* begin Supplied passage *

# LDR and LDF Picture Thread!



## Ace Face (Nov 13, 2011)

Not sure whether this will take off or not, but who gives a fuck, right? There are plenty of people here who develop good friendships and romantic relationships with fellow members. I think we should have a place to celebrate that. It would be nice to see how many other people have met up as a result of this crazy awesome place. Celebrate friendships, romance, and good times, yo! :3 I wanna see pikshurs of your long-distance meet-ups! Let's do this.


----------



## FakeLefty (Aug 19, 2013)

Ace Face said:


> Not sure whether this will take off or not, but who gives a fuck, right? There are plenty of people here who develop good friendships and romantic relationships with fellow members. I think we should have a place to celebrate that. It would be nice to see how many other people have met up as a result of this crazy awesome place. Celebrate friendships, romance, and good times, yo! :3 I wanna see pikshurs of your long-distance meet-ups! Let's do this.


Lol regarding friendships I think we should post whichever photos are still left from the TinyChat days.


----------



## Ace Face (Nov 13, 2011)

FakeLefty said:


> Lol regarding friendships I think we should post whichever photos are still left from the TinyChat days.


Haaaa. I've got some good ones for sure


----------

* end Supplied passage *
* begin Data *

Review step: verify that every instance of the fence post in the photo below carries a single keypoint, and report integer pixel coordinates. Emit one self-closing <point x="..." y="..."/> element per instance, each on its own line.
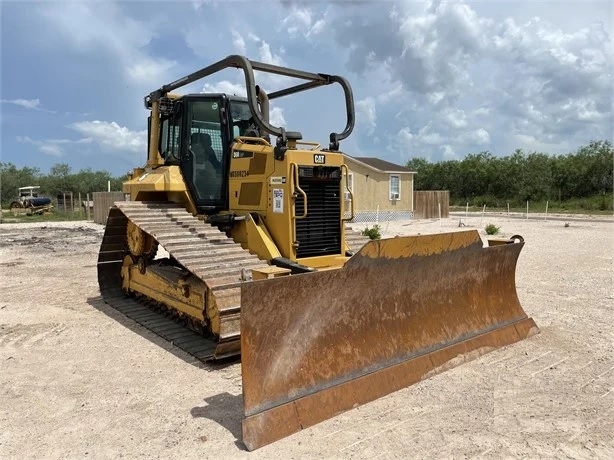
<point x="87" y="208"/>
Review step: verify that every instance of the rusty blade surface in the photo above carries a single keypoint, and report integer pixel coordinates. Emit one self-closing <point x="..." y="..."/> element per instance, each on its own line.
<point x="316" y="344"/>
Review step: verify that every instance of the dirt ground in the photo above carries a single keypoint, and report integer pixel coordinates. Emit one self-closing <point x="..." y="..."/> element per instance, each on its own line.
<point x="78" y="380"/>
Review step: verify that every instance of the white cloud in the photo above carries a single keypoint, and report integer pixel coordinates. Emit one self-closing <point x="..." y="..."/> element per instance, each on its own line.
<point x="31" y="104"/>
<point x="226" y="87"/>
<point x="471" y="80"/>
<point x="238" y="42"/>
<point x="103" y="27"/>
<point x="52" y="147"/>
<point x="477" y="137"/>
<point x="27" y="103"/>
<point x="276" y="116"/>
<point x="448" y="152"/>
<point x="267" y="56"/>
<point x="112" y="136"/>
<point x="301" y="22"/>
<point x="149" y="70"/>
<point x="366" y="113"/>
<point x="404" y="137"/>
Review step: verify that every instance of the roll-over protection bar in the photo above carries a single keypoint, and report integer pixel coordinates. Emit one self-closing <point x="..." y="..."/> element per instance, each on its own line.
<point x="313" y="80"/>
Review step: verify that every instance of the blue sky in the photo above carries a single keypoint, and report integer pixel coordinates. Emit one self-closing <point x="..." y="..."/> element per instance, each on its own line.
<point x="436" y="80"/>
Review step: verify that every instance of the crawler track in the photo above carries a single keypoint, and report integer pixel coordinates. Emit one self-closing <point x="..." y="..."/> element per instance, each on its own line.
<point x="199" y="248"/>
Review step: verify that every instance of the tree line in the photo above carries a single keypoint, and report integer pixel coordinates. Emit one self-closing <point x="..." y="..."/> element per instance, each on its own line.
<point x="59" y="180"/>
<point x="484" y="179"/>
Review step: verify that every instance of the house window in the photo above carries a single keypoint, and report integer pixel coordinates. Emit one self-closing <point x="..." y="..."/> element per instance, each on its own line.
<point x="350" y="185"/>
<point x="395" y="187"/>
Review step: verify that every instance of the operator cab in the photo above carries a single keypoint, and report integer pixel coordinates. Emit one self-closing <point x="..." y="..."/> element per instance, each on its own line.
<point x="196" y="134"/>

* end Data *

Work to do:
A) Answer these questions from the forum thread:
(i) What does Ace Face say he wants to see pictures of?
(ii) Which photos does FakeLefty suggest posting?
(iii) What three things does Ace Face call on readers to celebrate?
B) Render this sentence from the forum thread in Spanish: "There are plenty of people here who develop good friendships and romantic relationships with fellow members."
C) Set down, word for word, the stretch of the forum thread from "# LDR and LDF" through "(Aug 19, 2013)".
Rely on the forum thread alone, not on the data.

Results of the tasks:
A)
(i) Long-distance meet-ups.
(ii) Whichever photos are still left from the TinyChat days.
(iii) Friendships, romance, and good times.

B) Aquí hay muchas personas que desarrollan buenas amistades y relaciones románticas con otros miembros.

C)
# LDR and LDF Picture Thread!



## Ace Face (Nov 13, 2011)

Not sure whether this will take off or not, but who gives a fuck, right? There are plenty of people here who develop good friendships and romantic relationships with fellow members. I think we should have a place to celebrate that. It would be nice to see how many other people have met up as a result of this crazy awesome place. Celebrate friendships, romance, and good times, yo! :3 I wanna see pikshurs of your long-distance meet-ups! Let's do this.


----------



## FakeLefty (Aug 19, 2013)